▶ _Written exercise a_: Take the entries starting with the line that contains "the building spire." and going on through the end of the entries, and write them out again with "instance" swapped for "occurrence" everywhere, changing nothing else.

▶ _Text to read_:
>>>>>

[PATCH 0/2] NFSv4.x client improvements for knfsd re-exporting

linux-nfs.vger.kernel.org archive mirror
 help / color / mirror / Atom feed

* [PATCH 0/2] NFSv4.x client improvements for knfsd re-exporting
@ 2023-09-11 18:50 trondmy
  2023-09-11 18:50 ` [PATCH 1/2] NFSv4: Add a parameter to limit the number of retries after NFS4ERR_DELAY trondmy
  2023-09-12  9:40 ` [PATCH 0/2] NFSv4.x client improvements for knfsd re-exporting Daire Byrne
  0 siblings, 2 replies; 4+ messages in thread
From: trondmy @ 2023-09-11 18:50 UTC (permalink / raw)
  To: linux-nfs

From: Trond Myklebust <trond.myklebust@hammerspace.com>

When re-exporting a NFSv4.x filesystem through knfsd, we want to ensure
that the individual knfsd threads don't get stuck waiting for the server
in a NFS4ERR_DELAY loop. While it may make sense to have the re-exported
client retry a few times, particularly when the clients are using NFSv3,
ultimately we want to just punt a EAGAIN back to knfsd, so that it can
return NFS4ERR_DELAY/NFS3ERR_JUKEBOX, and free up the thread.

With that in mind, add a client module parameter, 'delay_retrans', that
specifies how many times a 'softerr' mounted NFSv4 filesystem should
retry before returning EAGAIN.
In order to avoid disrupting existing setups, the feature is disabled by
default, however it can be enabled by specifying a positive value for
the new parameter.

<<<<<

▶ _Written exercise b_: Extend the patch message about knfsd re-exporting past its last sentence.

▶ _Data to process_:
>>>>>

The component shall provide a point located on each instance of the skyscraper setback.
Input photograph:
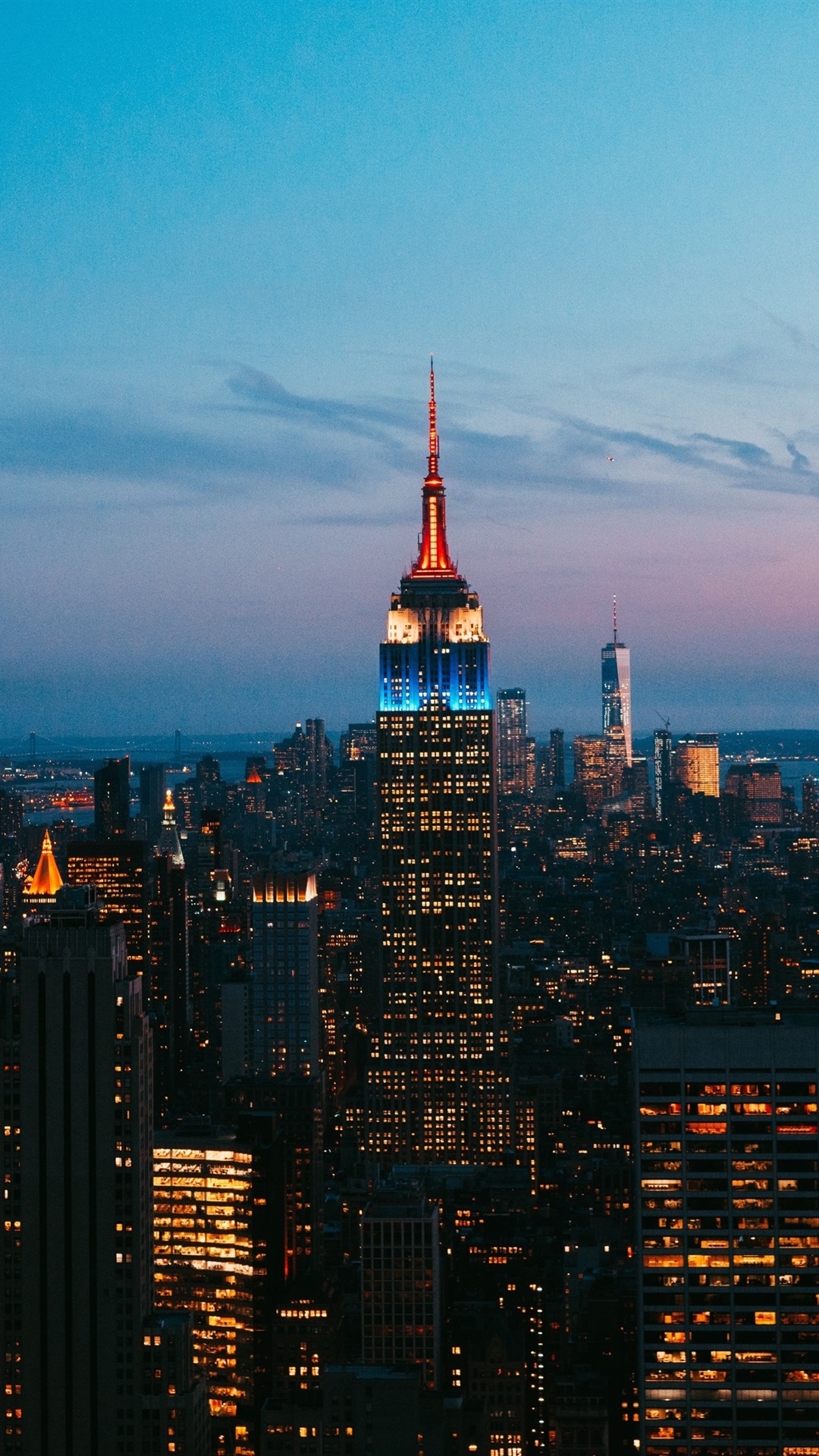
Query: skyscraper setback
(436, 1076)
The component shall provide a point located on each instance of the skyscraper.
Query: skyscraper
(617, 691)
(219, 1250)
(152, 799)
(512, 740)
(436, 1079)
(726, 1244)
(76, 1237)
(758, 791)
(117, 867)
(284, 979)
(112, 799)
(697, 764)
(401, 1294)
(662, 772)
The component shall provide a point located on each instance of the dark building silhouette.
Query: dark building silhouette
(152, 799)
(726, 1174)
(120, 873)
(76, 1046)
(112, 799)
(435, 1072)
(510, 712)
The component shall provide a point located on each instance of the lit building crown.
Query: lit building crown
(47, 878)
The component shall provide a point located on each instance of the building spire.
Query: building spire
(433, 456)
(433, 555)
(47, 878)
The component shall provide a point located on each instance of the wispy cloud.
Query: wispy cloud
(260, 438)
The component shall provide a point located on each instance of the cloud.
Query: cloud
(337, 459)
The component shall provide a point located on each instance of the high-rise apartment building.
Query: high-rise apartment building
(284, 982)
(401, 1296)
(219, 1251)
(727, 1232)
(662, 772)
(594, 770)
(510, 714)
(76, 1232)
(152, 799)
(757, 789)
(811, 805)
(120, 873)
(169, 981)
(615, 667)
(557, 759)
(435, 1071)
(112, 799)
(695, 764)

<<<<<

▶ _Written answer a_:
The component shall provide a point located on each occurrence of the building spire.
Query: building spire
(433, 456)
(433, 555)
(47, 878)
The component shall provide a point located on each occurrence of the wispy cloud.
Query: wispy cloud
(260, 438)
The component shall provide a point located on each occurrence of the cloud.
Query: cloud
(337, 459)
The component shall provide a point located on each occurrence of the high-rise apartment building.
Query: high-rise apartment building
(284, 982)
(401, 1296)
(219, 1251)
(727, 1232)
(662, 772)
(594, 770)
(510, 714)
(76, 1232)
(152, 799)
(757, 789)
(811, 805)
(120, 873)
(169, 981)
(615, 667)
(557, 759)
(435, 1071)
(112, 799)
(695, 764)

▶ _Written answer b_:
Trond Myklebust (2):
  NFSv4: Add a parameter to limit the number of retries after
    NFS4ERR_DELAY
  NFSv4/pnfs: Allow layoutget to return EAGAIN for softerr mounts

 .../admin-guide/kernel-parameters.txt         |  7 +++
 fs/nfs/nfs4_fs.h                              |  2 +
 fs/nfs/nfs4proc.c                             | 43 +++++++++++++++----
 fs/nfs/pnfs.c                                 |  8 +++-
 fs/nfs/pnfs.h                                 |  5 ++-
 fs/nfs/super.c                                |  8 +++-
 fs/nfs/write.c                                |  2 +
 7 files changed, 63 insertions(+), 12 deletions(-)

-- 
2.41.0

^ permalink raw reply	[flat|nested] 4+ messages in thread

* [PATCH 1/2] NFSv4: Add a parameter to limit the number of retries after NFS4ERR_DELAY
  2023-09-11 18:50 [PATCH 0/2] NFSv4.x client improvements for knfsd re-exporting trondmy
@ 2023-09-11 18:50 ` trondmy
  2023-09-11 18:50   ` [PATCH 2/2] NFSv4/pnfs: Allow layoutget to return EAGAIN for softerr mounts trondmy
  2023-09-12  9:40 ` [PATCH 0/2] NFSv4.x client improvements for knfsd re-exporting Daire Byrne
  1 sibling, 1 reply; 4+ messages in thread
From: trondmy @ 2023-09-11 18:50 UTC (permalink / raw)
  To: linux-nfs

From: Trond Myklebust <trond.myklebust@hammerspace.com>

When using a 'softerr' mount, the NFSv4 client can get stuck waiting
forever while the server just returns NFS4ERR_DELAY. Among other things,
this causes the knfsd server threads to busy wait.
Add a parameter that tells the NFSv4 client how many times to retry
before giving up.

Signed-off-by: Trond Myklebust <trond.myklebust@hammerspace.com>
---
 .../admin-guide/kernel-parameters.txt         |  7 ++++++
 fs/nfs/nfs4_fs.h                              |  2 ++
 fs/nfs/nfs4proc.c                             | 25 +++++++++++++++++++
 fs/nfs/super.c                                |  8 +++++-
 4 files changed, 41 insertions(+), 1 deletion(-)

diff --git a/Documentation/admin-guide/kernel-parameters.txt b/Documentation/admin-guide/kernel-parameters.txt
index 722b6eca2e93..62af591ee2ad 100644
--- a/Documentation/admin-guide/kernel-parameters.txt
+++ b/Documentation/admin-guide/kernel-parameters.txt
@@ -3517,6 +3517,13 @@
 			[NFS] set the TCP port on which the NFSv4 callback
 			channel should listen.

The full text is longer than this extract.